-- Texte fourni --
*-*-*
Protéger la pérennité de l’entreprise
Le contrat homme-clé
Un contrat d’assurance homme-clé est une assurance-prévoyance destinée à protéger une entreprise contre les conséquences financières liées à la perte d’une personne essentielle à son fonctionnement. Cette personne, appelée « homme-femme clé », peut être le dirigeant salarié ou indépendant, un collaborateur ou tout employé ayant un rôle stratégique dont l’absence pourrait perturber l’activité de l’entreprise.
Le contrat vise à indemniser l’entreprise en cas de décès ou d’invalidité de cette personne. Les fonds perçus peuvent aider à faire face aux pertes de revenus, à financer le recrutement d’un remplaçant ou à compenser une baisse de chiffre d’affaires. La somme assurée est déterminée lors de la souscription du contrat et dépend de l’impact financier estimé de la perte de l’homme-femme clé sur l’entreprise. Ce type de contrat peut permettre de rassurer les partenaires financiers (banques, investisseurs, fonds d’investissement) et commerciaux sur la capacité de l’entreprise à faire face à des situations imprévues.
Le contrat de prévoyance croisés associés
C’est un dispositif destiné à protéger les intérêts financiers des associés ou des actionnaires d’une entreprise en cas de décès ou d’invalidité de l’un d’entre eux.
Ce type de contrat permet de garantir la continuité de l’entreprise et d’éviter les conflits entre les associés restants et les héritiers du défunt.
En cas de décès ou d’invalidité permanente d’un associé, le contrat prévoit le versement d’un capital aux associés survivants. Ce capital leur permet de racheter les parts ou actions de l’associé défunt ou invalide, afin d’éviter que ces parts ne soient transmises aux héritiers. Cela permet alors de maintenir l’équilibre de la répartition des parts et le contrôle de l’entreprise entre les associés restants. En effet, l’entrée d’héritiers dans le capital de l’entreprise peut entraîner des conflits ou des difficultés de gestion. Le contrat d’assurance croisés associés permet d’éviter ces situations en prévoyant une solution financière pour racheter les parts.
Chaque associé va souscrire une assurance sur la tête de chaque autre associé. Le montant du capital assuré est déterminé en fonction de la valeur des parts de chaque associé dans l’entreprise. Ce capital permettra le rachat total ou partiel des parts détenues par l’associé concerné.
Il existe aussi d’autres dispositifs complémentaires à ces contrats de prévoyance qui peuvent être mis en place pour protéger le dirigeant, son entreprise et son patrimoine, comme :
- la création d’une société, telle qu’une SAS, une Sarl ou une SA, qui permettra de distinguer le patrimoine personnel du patrimoine professionnel ;
- la constitution d’une holding patrimoniale qui pourra permettre de regrouper les actifs du chef d’entreprise dans une structure juridique dédiée, tout en préservant son patrimoine personnel ;
- l’adoption du régime matrimonial de la séparation de biens qui pourra permettre de séparer le patrimoine personnel du chef d’entreprise de celui de son conjoint ;
- les procurations post mortem ou pacte de succession future sont aussi des dispositifs utiles et peu connus chez les chefs d’entreprises.
Conclusion
En règle générale, on constate que les dirigeants sont souvent passés à côté de ces sujets de prévoyance par manque d’information ou/et par peur de parler de ces sujets. Si nous considérons que c’est dans l’ADN d’un chef d’entreprise de prendre des risques, il ne s’agit pas pour autant, de sauter en parachute… sans parachute !
Quel que soit leur statut – dirigeants d’entreprises, travailleurs indépendants, professions libérales, auto-entrepreneurs ou mandataires sociaux –, il est essentiel pour chacun de protéger sa famille, ainsi que ses intérêts financiers, juridiques et patrimoniaux. Pour ce faire, il est vivement recommandé de s’entourer de professionnels compétents, capables de les guider et de les accompagner efficacement dans cette démarche.
*-*-*
-- Jeu de données --
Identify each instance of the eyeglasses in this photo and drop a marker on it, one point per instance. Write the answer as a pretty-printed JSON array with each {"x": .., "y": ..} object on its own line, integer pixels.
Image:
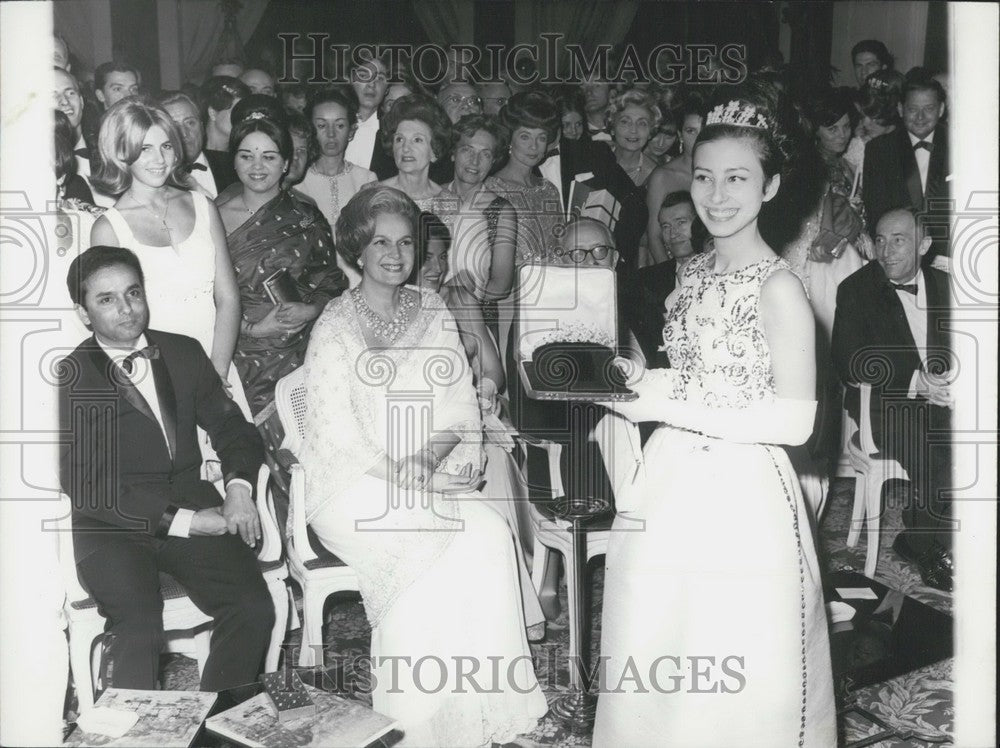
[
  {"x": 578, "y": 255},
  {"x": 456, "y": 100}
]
*-*-*
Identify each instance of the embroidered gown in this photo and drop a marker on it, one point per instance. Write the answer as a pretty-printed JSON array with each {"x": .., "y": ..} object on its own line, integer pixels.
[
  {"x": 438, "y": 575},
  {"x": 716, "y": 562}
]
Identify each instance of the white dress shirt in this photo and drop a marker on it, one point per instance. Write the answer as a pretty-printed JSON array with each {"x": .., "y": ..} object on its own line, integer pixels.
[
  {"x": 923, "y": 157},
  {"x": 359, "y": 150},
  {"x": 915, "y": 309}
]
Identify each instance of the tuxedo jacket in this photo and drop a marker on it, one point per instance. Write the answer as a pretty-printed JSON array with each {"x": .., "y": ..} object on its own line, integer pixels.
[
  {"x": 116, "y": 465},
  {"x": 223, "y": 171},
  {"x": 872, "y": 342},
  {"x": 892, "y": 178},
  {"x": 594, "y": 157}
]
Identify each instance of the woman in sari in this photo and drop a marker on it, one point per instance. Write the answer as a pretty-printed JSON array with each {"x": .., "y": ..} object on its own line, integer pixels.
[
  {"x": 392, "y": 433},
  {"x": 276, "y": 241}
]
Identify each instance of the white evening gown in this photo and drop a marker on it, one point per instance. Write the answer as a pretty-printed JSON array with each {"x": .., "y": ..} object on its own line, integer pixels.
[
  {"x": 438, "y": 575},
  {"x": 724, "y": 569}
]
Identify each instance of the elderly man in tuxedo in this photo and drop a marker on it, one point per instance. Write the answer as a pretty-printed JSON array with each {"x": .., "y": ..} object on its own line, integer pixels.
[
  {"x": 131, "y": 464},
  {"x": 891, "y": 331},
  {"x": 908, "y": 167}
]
*-*-*
-- Consigne 1 --
Selon le texte fourni, que prévoit le contrat de prévoyance croisés associés en cas de décès ou d’invalidité permanente d’un associé ?
-- Consigne 2 --
Recopiez le passage du texte fourni qui commence par les mots « Ce type de contrat permet » et se termine par « racheter les parts. », en substituant « ayants droit » à « héritiers » partout où ce terme apparaît.

-- Réponse attendue 1 --
Il prévoit le versement d’un capital aux associés survivants.

-- Réponse attendue 2 --
Ce type de contrat permet de garantir la continuité de l’entreprise et d’éviter les conflits entre les associés restants et les ayants droit du défunt.
En cas de décès ou d’invalidité permanente d’un associé, le contrat prévoit le versement d’un capital aux associés survivants. Ce capital leur permet de racheter les parts ou actions de l’associé défunt ou invalide, afin d’éviter que ces parts ne soient transmises aux ayants droit. Cela permet alors de maintenir l’équilibre de la répartition des parts et le contrôle de l’entreprise entre les associés restants. En effet, l’entrée d’ayants droit dans le capital de l’entreprise peut entraîner des conflits ou des difficultés de gestion. Le contrat d’assurance croisés associés permet d’éviter ces situations en prévoyant une solution financière pour racheter les parts.